**Reading text**
Will 2022 replicate the 2021 record-setting M&A year? No, but that’s not necessarily a bad thing.

2021’s deal volume wasn’t sustainable – deals moved at a record- setting pace fueled by low interest rates, strong corporate earnings, abundant cash, 2020 carry-over and other factors. 2022 deal volume may be lower by comparison but it’s still higher than in past years and we see it remaining so for the remainder of 2022 and into 2023. However, it’s important not to focus on transaction volumes as an indicator of the overall health of M&A but rather on deal rationale. Investors need to deploy capital and scale existing platforms, and corporations need to temper their desire to grow faster than organic growth permits. These drivers suggest a strong foundation for getting a deal done.

The long-term outlook remains strong. There’s an abundance of corporate and private equity capital available – over USD 1.4 trillion in undeployed private equity, compounded with another USD 450 billion of private debt capital. With corporate cash balances exceeding USD 260 billion – a historic high mark, private equity buyers are not alone.

At the same time, the “Great Resignation” that impacted so many executives, managers and frontline workers is also affecting shareholders. With an increasingly uncertain economic and geopolitical outlook, high inflation levels and higher interest rates, increasing energy and other commodity costs (reminiscent of the 70s and 80s), and constrained labour, shareholders, particularly Baby Boomers, are saying it is time to move on. They survived the Great Recession of 2008 and 2009. They benefitted from over a decade of growth. Adding to their overall wealth was a market that climbed over 200 percent during this time. Now they are beginning to tap out.

**Set problem A**
Rewrite the records as a JSON list of strings, one string per line and no blank lines, starting with the line containing "For the benchmark, point out every instance of the rocky" and going on through the end of the records.
The M&A article and the records have no connection to each other.

**Items**
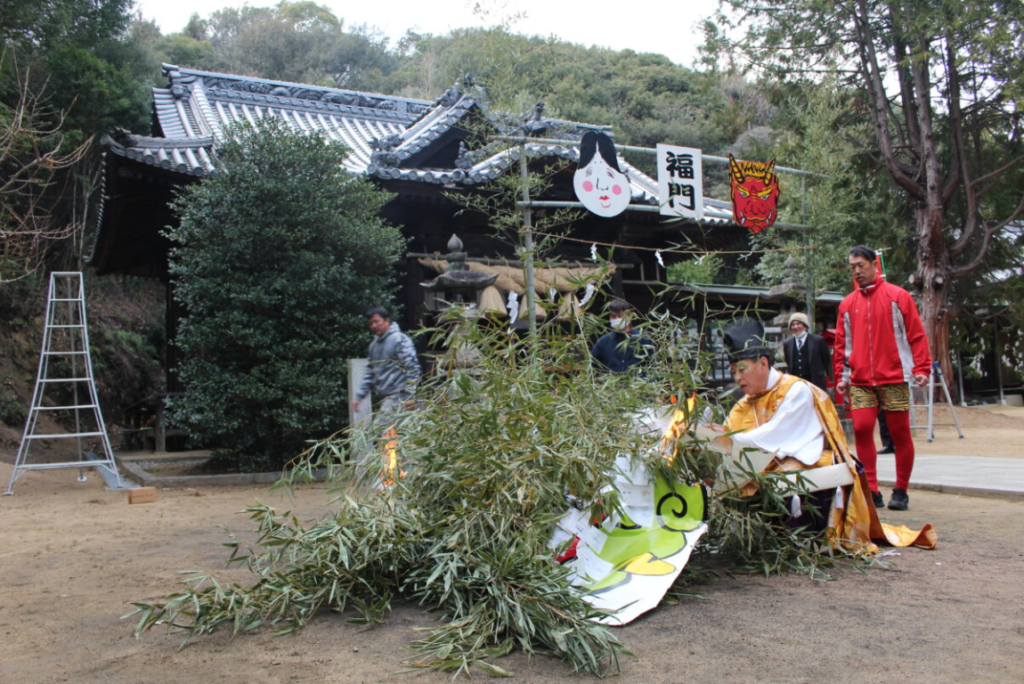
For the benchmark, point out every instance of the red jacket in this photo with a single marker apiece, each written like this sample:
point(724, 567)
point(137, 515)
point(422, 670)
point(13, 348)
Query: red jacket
point(879, 337)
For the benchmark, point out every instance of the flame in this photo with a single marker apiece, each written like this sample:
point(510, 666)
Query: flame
point(677, 426)
point(390, 459)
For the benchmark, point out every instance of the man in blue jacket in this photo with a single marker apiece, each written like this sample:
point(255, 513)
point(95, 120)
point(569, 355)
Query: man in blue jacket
point(394, 370)
point(624, 346)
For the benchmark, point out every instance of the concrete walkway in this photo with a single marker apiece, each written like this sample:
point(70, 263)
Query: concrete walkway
point(968, 475)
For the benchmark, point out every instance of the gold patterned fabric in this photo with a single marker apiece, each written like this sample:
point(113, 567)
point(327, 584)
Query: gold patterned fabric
point(853, 522)
point(889, 397)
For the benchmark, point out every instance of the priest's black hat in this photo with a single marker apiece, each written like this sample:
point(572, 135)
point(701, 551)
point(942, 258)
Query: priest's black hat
point(744, 338)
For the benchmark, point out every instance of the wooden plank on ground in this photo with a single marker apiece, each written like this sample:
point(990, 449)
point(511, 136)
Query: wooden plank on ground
point(142, 495)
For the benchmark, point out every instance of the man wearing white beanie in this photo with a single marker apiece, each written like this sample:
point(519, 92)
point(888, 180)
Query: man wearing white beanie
point(807, 354)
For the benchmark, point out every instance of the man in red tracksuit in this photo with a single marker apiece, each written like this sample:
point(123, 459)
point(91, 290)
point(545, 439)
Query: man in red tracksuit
point(880, 348)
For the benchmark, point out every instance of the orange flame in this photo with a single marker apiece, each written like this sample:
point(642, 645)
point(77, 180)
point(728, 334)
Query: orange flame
point(390, 459)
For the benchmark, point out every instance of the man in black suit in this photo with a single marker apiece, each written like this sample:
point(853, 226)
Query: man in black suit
point(807, 354)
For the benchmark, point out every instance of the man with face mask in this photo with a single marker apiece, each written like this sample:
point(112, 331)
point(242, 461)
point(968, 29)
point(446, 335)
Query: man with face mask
point(624, 346)
point(806, 353)
point(797, 423)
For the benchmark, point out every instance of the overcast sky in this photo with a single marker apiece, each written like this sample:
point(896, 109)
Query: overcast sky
point(643, 26)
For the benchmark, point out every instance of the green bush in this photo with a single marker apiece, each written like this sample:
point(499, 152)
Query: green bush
point(276, 258)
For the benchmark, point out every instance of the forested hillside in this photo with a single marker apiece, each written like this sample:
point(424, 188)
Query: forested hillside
point(72, 71)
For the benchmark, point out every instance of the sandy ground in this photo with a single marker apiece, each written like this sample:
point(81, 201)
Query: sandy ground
point(73, 555)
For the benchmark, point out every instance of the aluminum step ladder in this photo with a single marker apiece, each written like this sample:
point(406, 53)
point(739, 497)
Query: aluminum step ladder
point(66, 343)
point(930, 404)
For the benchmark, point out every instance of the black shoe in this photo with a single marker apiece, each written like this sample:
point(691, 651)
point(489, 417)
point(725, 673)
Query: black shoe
point(899, 501)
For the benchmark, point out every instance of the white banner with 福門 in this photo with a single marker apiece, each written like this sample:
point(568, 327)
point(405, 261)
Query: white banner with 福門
point(680, 181)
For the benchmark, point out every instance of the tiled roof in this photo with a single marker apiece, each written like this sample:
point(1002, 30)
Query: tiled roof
point(384, 132)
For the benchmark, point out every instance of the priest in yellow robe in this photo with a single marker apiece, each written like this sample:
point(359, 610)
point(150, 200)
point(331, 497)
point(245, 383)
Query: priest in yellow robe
point(798, 424)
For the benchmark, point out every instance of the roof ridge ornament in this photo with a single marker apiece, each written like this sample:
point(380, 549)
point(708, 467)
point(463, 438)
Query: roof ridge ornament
point(384, 154)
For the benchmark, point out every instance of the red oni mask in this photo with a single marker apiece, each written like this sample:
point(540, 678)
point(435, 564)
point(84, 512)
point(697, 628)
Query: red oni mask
point(755, 194)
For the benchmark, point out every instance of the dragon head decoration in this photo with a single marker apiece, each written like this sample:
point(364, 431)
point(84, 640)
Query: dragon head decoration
point(755, 194)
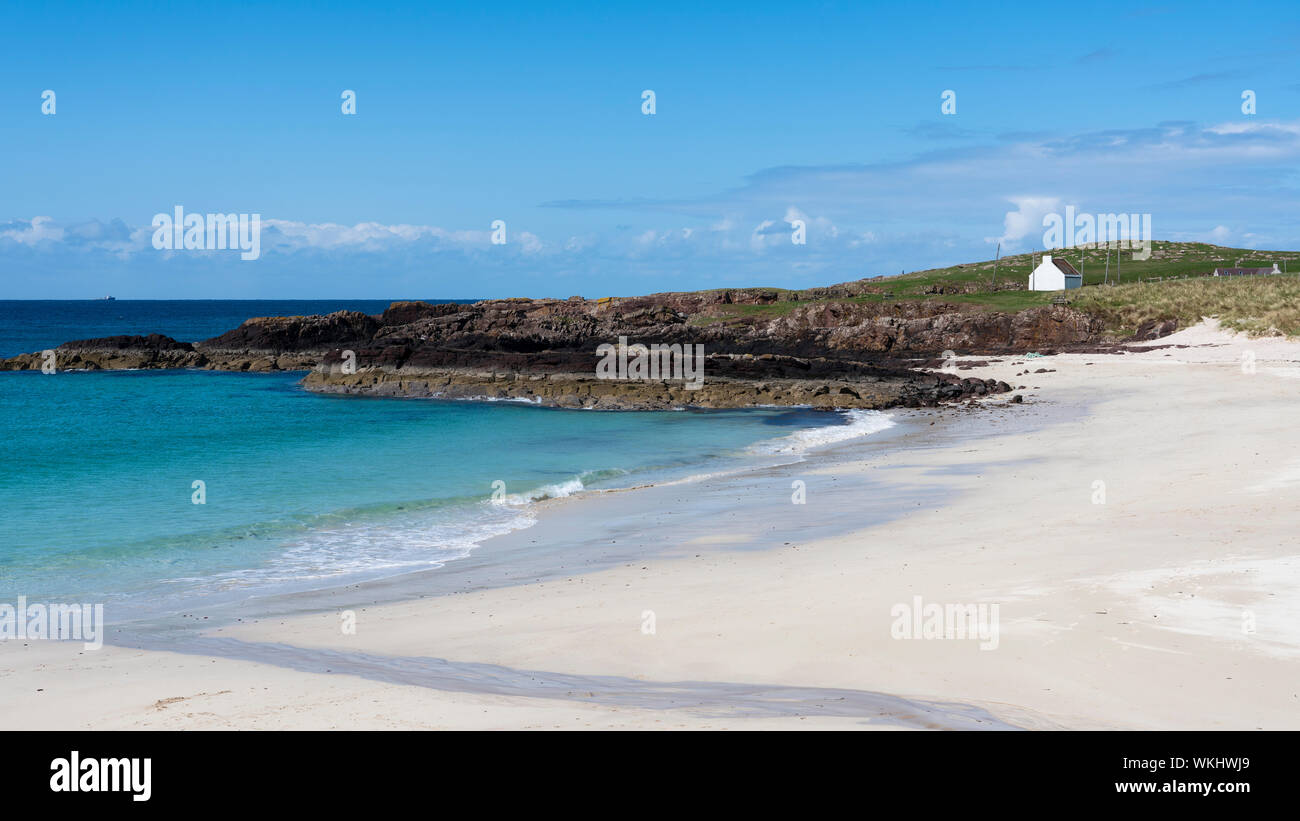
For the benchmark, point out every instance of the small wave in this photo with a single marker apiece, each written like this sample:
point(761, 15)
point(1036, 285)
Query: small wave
point(857, 424)
point(560, 490)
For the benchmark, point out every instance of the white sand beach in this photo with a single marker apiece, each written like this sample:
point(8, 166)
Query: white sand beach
point(1170, 603)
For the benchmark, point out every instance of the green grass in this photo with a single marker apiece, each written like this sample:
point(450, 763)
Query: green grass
point(1257, 305)
point(1181, 291)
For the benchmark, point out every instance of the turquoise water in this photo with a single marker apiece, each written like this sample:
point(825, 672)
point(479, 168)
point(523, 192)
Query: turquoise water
point(99, 469)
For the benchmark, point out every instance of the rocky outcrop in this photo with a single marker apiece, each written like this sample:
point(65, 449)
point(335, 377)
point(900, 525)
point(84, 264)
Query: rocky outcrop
point(759, 348)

**Set problem B**
List every dollar amount given in the M&A article.

**Written solution A**
[
  "For the benchmark, point out every instance of the rocky outcrop in this photo with a single marker apiece, each written like this sample:",
  "point(65, 449)",
  "point(335, 377)",
  "point(900, 525)",
  "point(84, 264)",
  "Query: rocky outcrop",
  "point(759, 348)"
]

**Written solution B**
USD 1.4 trillion
USD 450 billion
USD 260 billion